* **What you should do**
Below are several records. Retype exactly those lines running from the one with "Trace the outline of every instance of the no" through the one with "Trace the outline of every instance of the curved", end lines included, and no others.
**** Given information ****
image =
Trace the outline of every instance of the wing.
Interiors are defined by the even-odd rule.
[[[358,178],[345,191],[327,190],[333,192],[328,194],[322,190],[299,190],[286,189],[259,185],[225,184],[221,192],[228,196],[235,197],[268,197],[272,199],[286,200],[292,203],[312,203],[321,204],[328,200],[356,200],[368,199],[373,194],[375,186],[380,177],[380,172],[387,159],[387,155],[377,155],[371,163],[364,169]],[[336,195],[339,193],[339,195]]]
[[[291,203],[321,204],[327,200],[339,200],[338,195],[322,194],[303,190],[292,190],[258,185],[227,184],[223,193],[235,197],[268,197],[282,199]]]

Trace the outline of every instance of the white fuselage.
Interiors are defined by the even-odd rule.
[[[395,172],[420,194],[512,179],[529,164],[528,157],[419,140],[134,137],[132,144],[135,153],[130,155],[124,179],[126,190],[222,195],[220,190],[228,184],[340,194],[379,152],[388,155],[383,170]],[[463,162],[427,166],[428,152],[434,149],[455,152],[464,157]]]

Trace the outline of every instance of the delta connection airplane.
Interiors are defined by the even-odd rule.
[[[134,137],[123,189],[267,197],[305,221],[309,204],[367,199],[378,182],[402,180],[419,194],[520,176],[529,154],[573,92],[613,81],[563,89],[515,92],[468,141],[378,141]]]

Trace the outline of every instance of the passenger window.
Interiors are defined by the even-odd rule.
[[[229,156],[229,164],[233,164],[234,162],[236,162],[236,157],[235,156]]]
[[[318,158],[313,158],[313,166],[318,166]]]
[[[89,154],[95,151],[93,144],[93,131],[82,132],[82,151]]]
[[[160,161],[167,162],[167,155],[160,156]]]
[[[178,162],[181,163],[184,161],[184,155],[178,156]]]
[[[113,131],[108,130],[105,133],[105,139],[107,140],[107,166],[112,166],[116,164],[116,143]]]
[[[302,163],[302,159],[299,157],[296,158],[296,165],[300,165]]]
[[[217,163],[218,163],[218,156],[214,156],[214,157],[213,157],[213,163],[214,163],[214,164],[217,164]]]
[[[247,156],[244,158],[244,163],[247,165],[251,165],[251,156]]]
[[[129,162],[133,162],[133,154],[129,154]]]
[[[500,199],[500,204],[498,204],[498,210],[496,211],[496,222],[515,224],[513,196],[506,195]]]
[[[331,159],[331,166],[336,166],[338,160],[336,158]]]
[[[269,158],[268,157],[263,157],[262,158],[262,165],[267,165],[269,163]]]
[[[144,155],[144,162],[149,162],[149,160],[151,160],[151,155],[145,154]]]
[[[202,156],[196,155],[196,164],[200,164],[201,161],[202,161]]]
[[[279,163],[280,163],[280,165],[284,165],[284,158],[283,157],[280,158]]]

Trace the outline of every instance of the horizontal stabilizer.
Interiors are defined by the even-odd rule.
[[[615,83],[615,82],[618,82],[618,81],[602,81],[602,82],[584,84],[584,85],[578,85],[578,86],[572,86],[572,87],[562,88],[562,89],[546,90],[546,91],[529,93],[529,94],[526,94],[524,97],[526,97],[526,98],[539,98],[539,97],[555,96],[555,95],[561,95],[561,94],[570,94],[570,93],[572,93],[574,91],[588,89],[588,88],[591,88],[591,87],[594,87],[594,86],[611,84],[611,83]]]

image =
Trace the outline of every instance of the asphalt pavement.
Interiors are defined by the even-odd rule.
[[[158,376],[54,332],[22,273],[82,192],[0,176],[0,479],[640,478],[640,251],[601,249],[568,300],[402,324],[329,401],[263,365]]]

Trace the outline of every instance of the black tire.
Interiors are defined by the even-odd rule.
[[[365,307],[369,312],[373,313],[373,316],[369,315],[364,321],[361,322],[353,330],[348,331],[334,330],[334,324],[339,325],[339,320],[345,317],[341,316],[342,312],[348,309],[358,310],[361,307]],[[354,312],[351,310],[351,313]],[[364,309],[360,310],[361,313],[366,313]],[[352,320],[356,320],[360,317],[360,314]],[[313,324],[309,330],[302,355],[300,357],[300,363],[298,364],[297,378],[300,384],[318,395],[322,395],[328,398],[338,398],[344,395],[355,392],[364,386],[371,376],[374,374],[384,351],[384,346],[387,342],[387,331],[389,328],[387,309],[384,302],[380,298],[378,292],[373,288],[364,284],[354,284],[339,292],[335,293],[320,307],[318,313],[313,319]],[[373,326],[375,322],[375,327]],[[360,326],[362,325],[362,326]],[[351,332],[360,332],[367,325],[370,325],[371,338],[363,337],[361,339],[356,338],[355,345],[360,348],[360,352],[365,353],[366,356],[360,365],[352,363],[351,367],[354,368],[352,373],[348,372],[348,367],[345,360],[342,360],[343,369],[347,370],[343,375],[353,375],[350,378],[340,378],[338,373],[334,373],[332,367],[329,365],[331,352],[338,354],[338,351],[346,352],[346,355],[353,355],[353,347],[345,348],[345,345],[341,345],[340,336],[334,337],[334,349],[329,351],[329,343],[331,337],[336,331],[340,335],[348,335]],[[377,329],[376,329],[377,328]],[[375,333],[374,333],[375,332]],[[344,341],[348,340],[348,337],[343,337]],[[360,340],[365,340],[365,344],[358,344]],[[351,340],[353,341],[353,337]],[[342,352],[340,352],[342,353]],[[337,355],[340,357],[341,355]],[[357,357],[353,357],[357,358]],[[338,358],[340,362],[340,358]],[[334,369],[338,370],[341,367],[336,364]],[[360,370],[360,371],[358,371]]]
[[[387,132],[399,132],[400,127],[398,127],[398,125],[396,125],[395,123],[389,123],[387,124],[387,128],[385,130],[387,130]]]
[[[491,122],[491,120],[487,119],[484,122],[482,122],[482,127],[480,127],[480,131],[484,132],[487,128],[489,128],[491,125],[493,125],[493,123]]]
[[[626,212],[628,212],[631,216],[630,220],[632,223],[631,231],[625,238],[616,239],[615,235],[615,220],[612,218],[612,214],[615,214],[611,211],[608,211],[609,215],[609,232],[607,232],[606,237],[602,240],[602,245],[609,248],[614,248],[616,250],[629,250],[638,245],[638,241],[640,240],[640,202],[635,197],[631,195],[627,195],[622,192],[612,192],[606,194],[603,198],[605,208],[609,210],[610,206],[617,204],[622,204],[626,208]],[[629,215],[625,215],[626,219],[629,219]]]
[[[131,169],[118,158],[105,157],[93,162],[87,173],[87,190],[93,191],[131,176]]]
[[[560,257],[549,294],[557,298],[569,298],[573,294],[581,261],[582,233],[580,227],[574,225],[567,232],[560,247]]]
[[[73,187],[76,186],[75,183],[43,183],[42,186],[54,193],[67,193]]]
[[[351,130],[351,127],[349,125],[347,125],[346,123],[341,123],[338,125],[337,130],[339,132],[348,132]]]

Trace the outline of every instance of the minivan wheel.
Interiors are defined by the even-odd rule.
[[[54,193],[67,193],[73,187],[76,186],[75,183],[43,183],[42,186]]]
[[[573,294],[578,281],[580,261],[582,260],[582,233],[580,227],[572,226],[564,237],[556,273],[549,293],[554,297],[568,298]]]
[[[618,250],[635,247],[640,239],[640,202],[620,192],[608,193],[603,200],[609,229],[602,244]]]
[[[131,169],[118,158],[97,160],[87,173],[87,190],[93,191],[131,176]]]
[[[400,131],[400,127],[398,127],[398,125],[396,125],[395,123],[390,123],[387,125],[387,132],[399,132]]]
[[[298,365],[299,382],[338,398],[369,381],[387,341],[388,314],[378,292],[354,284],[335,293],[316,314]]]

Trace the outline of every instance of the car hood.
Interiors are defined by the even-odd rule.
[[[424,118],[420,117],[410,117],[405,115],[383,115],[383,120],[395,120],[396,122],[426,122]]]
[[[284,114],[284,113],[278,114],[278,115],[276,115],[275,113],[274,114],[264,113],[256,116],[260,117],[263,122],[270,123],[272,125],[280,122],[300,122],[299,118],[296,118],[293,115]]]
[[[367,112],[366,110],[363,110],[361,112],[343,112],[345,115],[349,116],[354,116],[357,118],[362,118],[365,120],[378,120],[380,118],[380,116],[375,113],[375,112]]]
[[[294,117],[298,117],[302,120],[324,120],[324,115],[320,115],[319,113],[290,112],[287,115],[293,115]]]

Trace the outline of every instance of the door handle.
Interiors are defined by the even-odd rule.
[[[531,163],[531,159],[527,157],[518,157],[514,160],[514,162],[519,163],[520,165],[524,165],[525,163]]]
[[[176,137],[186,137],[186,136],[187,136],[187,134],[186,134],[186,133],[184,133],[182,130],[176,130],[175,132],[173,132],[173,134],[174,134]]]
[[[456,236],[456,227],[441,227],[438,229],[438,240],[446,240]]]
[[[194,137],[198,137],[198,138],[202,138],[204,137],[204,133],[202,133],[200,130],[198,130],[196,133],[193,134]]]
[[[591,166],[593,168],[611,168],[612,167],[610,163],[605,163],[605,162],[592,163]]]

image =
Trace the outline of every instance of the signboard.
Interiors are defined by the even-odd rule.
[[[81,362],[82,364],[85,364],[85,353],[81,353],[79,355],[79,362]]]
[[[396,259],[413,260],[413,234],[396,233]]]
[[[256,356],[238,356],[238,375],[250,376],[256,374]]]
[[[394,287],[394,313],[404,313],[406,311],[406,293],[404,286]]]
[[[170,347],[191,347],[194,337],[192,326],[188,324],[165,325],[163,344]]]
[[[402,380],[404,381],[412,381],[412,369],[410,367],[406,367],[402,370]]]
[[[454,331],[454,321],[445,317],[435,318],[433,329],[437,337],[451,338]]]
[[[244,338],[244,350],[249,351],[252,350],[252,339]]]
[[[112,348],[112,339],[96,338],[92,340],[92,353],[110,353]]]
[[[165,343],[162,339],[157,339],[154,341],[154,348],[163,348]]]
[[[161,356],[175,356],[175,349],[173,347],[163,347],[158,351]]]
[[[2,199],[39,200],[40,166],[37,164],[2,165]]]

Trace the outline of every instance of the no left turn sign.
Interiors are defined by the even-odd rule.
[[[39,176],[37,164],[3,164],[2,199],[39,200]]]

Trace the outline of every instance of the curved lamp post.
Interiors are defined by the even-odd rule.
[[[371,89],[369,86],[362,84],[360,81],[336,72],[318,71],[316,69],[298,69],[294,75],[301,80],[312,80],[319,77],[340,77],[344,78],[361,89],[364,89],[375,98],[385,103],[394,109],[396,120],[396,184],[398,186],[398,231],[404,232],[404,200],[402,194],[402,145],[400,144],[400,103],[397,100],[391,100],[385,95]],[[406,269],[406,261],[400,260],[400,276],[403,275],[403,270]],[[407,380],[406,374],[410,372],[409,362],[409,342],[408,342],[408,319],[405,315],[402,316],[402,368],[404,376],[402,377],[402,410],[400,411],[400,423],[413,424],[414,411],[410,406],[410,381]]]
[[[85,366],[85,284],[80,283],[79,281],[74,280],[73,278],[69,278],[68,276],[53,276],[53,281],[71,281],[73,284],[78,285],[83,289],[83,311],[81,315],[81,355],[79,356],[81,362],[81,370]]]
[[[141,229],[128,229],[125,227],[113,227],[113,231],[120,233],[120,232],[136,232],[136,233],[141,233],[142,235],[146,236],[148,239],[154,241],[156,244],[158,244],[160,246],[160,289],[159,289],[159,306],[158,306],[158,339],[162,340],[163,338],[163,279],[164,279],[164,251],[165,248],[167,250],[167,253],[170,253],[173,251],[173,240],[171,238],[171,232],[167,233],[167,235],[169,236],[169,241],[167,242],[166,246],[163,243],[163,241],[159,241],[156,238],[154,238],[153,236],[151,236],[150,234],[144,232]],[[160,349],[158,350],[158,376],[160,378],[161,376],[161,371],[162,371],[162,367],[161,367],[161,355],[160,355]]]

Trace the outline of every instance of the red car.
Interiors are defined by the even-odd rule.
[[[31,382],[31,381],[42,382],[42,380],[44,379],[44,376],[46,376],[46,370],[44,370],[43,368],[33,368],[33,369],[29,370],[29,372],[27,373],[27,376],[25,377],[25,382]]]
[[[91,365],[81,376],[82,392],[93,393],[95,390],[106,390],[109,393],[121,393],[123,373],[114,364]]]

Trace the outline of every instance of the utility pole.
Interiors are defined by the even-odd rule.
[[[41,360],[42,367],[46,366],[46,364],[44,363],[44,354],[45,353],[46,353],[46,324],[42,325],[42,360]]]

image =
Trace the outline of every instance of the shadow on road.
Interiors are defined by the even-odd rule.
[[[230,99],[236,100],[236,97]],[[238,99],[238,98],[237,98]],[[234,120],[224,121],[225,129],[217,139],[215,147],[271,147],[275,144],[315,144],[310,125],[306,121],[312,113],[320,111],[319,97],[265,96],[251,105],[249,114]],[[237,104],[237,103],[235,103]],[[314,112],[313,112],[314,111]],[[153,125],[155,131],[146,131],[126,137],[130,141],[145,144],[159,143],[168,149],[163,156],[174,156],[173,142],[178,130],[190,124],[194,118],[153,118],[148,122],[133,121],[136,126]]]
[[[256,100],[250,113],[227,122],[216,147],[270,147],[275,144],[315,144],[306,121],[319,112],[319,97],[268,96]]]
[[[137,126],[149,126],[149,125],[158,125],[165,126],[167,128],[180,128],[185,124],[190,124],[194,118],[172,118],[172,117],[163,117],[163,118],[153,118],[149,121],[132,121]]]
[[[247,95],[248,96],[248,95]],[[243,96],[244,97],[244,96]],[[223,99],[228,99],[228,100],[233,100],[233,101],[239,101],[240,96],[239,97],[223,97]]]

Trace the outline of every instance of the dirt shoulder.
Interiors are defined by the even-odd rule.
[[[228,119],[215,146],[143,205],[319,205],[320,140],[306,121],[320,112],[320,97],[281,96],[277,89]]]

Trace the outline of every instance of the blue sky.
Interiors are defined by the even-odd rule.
****
* **Written response**
Trace the outline of every instance of the no left turn sign.
Interiors are defined by the even-odd rule.
[[[39,176],[37,164],[3,164],[2,199],[39,200]]]

Trace the outline of every instance of the curved lamp post.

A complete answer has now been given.